Lines of data:
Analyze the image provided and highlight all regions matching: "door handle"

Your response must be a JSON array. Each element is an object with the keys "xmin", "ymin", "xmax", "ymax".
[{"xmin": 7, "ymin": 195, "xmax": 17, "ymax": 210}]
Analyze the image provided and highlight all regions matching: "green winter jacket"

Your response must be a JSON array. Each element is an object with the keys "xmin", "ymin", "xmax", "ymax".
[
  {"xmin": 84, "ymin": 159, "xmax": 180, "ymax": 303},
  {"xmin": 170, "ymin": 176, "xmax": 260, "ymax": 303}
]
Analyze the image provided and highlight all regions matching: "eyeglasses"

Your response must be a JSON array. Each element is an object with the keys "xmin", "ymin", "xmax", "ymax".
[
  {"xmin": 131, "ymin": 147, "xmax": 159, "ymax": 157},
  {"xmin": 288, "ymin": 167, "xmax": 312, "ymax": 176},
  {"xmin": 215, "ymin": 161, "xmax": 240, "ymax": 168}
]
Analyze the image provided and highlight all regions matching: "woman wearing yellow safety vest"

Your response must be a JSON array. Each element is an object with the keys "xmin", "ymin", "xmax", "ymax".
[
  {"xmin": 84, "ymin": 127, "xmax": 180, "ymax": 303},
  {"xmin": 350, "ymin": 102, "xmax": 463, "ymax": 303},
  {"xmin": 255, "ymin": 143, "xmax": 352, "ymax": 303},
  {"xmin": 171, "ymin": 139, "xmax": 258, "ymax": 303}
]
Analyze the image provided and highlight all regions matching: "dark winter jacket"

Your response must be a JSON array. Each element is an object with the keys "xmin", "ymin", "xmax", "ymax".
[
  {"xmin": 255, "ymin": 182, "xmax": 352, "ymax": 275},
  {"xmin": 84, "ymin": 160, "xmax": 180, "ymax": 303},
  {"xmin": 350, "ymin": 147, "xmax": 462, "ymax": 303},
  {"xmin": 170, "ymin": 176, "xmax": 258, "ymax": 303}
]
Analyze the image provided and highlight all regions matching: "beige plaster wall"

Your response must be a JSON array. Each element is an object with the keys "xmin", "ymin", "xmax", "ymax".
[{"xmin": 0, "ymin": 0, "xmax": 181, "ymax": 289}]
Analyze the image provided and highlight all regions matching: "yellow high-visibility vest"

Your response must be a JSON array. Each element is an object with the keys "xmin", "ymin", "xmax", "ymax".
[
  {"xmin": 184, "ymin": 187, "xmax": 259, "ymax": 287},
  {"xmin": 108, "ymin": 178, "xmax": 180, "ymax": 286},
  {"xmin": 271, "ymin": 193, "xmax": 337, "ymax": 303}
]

PROMPT:
In the entries above, find the line containing "wearing yellow safety". Set down that line and every line after it through the last one, exactly and alone.

CORRECT OUTPUT:
Analyze the image provided and highlight all regions matching: "woman wearing yellow safety vest"

Your response must be a JSON array. Each element is an object with the keys "xmin", "ymin", "xmax", "ymax".
[
  {"xmin": 84, "ymin": 127, "xmax": 180, "ymax": 303},
  {"xmin": 350, "ymin": 102, "xmax": 463, "ymax": 303},
  {"xmin": 255, "ymin": 143, "xmax": 352, "ymax": 303},
  {"xmin": 171, "ymin": 139, "xmax": 258, "ymax": 303}
]
Analyze the image provided and highlight all regions matching: "dark winter jacket"

Your response must be a JSON array. Each element is an object with the keys "xmin", "ymin", "xmax", "ymax".
[
  {"xmin": 255, "ymin": 182, "xmax": 352, "ymax": 275},
  {"xmin": 84, "ymin": 160, "xmax": 180, "ymax": 303},
  {"xmin": 350, "ymin": 147, "xmax": 462, "ymax": 303},
  {"xmin": 170, "ymin": 176, "xmax": 258, "ymax": 303}
]
Analyze the image provided and highlight all regions matching: "beige plaster wall"

Your response must be a JSON array. Each element is an object with the keys "xmin", "ymin", "xmax", "ymax".
[{"xmin": 0, "ymin": 0, "xmax": 181, "ymax": 289}]
Analyze the image provided and highlight all regions matching: "yellow high-visibility vest"

Your response must be a JSON array. Each element is an object with the keys "xmin", "ymin", "xmax", "ymax".
[
  {"xmin": 184, "ymin": 187, "xmax": 259, "ymax": 287},
  {"xmin": 108, "ymin": 178, "xmax": 180, "ymax": 286},
  {"xmin": 271, "ymin": 193, "xmax": 337, "ymax": 303}
]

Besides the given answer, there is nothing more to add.